## Exercise
Shift every bounding-box coordinate by adding 12 to each value, and reproduce everything from the line containing "Batch job #47 — class: tree" down through the end of the entries, keeping every other line unchanged.

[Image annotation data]

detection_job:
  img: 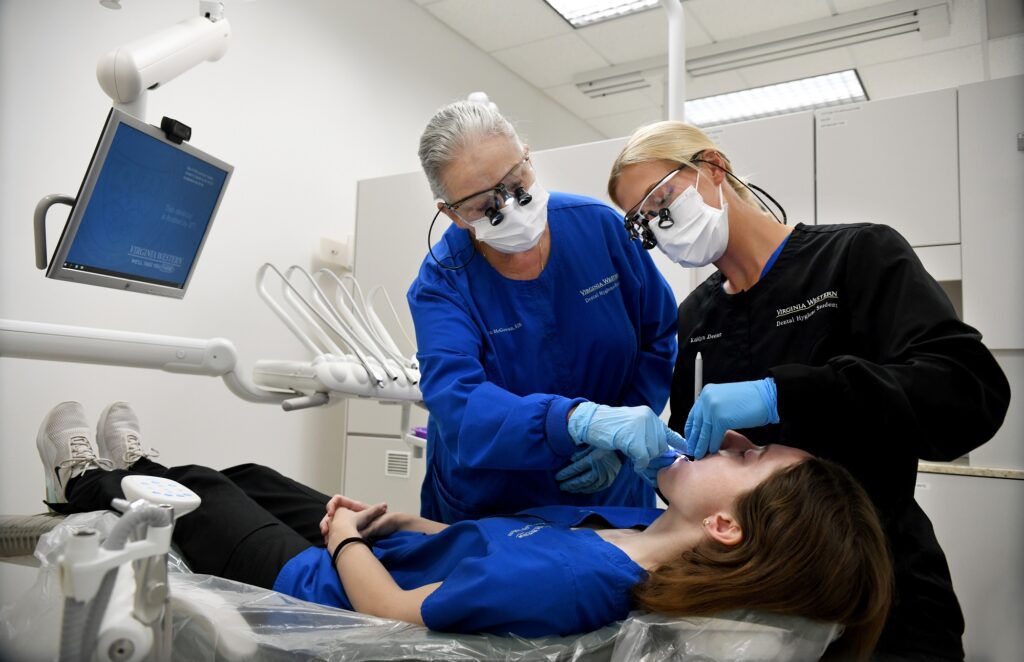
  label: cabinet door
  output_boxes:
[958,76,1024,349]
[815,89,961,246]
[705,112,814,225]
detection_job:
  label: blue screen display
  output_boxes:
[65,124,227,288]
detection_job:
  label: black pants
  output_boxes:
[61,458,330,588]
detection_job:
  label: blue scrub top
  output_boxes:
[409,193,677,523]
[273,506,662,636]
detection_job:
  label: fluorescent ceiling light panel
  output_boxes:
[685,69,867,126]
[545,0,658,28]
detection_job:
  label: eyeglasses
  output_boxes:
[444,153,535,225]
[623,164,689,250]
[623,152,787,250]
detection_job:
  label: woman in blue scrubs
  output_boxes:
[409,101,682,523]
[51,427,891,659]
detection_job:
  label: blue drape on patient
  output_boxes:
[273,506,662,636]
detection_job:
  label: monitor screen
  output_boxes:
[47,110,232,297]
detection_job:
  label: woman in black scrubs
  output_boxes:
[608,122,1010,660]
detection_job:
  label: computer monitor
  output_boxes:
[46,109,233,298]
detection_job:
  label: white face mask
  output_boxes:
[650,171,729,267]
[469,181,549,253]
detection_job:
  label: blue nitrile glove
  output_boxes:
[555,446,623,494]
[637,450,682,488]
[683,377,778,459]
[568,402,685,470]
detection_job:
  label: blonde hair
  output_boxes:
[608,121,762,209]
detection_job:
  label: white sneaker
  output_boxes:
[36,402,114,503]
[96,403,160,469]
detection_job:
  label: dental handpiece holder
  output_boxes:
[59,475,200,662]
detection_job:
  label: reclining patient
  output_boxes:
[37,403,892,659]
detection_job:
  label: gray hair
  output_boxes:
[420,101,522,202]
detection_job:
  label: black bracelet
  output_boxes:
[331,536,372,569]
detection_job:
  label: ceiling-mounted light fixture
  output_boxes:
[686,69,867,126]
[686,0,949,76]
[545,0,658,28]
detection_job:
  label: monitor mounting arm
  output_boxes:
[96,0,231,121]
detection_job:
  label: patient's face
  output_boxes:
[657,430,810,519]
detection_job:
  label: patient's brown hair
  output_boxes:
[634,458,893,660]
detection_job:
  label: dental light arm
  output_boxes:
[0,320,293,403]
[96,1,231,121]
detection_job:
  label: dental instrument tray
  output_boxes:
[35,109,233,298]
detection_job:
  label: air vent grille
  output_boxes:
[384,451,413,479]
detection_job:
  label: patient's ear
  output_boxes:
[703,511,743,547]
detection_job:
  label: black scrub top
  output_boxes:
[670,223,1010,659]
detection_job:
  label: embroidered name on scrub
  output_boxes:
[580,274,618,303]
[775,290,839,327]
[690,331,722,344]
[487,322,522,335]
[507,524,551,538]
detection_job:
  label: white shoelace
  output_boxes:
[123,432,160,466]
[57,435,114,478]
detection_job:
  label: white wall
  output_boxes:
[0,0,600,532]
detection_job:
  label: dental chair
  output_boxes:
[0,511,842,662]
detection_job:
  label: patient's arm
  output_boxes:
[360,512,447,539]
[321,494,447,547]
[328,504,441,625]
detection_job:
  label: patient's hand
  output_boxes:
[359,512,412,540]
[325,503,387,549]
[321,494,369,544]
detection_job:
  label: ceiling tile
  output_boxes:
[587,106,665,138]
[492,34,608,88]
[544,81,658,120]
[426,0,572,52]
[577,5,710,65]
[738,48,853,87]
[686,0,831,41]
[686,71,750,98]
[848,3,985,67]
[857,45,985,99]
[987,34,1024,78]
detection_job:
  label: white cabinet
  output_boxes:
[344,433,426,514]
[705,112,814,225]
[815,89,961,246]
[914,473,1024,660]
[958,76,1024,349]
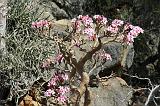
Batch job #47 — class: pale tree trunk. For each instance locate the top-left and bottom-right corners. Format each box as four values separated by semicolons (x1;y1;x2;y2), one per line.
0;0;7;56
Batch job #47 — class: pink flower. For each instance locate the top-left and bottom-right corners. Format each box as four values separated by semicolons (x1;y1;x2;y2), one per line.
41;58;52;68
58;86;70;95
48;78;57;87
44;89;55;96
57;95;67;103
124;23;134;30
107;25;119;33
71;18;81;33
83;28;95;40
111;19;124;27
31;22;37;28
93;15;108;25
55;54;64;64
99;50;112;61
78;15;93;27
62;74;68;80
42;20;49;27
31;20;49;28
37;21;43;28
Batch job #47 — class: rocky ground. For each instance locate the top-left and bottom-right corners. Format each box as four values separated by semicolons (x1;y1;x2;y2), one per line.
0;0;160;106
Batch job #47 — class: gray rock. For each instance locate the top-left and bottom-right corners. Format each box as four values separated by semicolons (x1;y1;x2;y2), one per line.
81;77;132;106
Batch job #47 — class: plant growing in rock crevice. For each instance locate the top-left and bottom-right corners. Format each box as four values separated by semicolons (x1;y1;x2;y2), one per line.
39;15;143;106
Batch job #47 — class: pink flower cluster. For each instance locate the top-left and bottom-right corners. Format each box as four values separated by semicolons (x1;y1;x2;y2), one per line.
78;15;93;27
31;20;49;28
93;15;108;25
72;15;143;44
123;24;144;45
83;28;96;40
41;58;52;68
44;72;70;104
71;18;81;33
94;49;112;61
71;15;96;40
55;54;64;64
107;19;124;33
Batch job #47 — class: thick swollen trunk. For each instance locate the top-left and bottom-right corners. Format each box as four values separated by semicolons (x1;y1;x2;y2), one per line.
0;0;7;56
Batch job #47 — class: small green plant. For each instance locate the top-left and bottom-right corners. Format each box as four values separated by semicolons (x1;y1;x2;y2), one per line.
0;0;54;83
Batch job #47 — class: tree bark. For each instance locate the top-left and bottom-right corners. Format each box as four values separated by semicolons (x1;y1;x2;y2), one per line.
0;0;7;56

## Solution to this task
Batch job #47 — class: tree bark. For each instance locate the top-left and bottom-right corners. Format each box as four values separated by semicolons (x1;y1;x2;y2), one per line.
12;12;19;68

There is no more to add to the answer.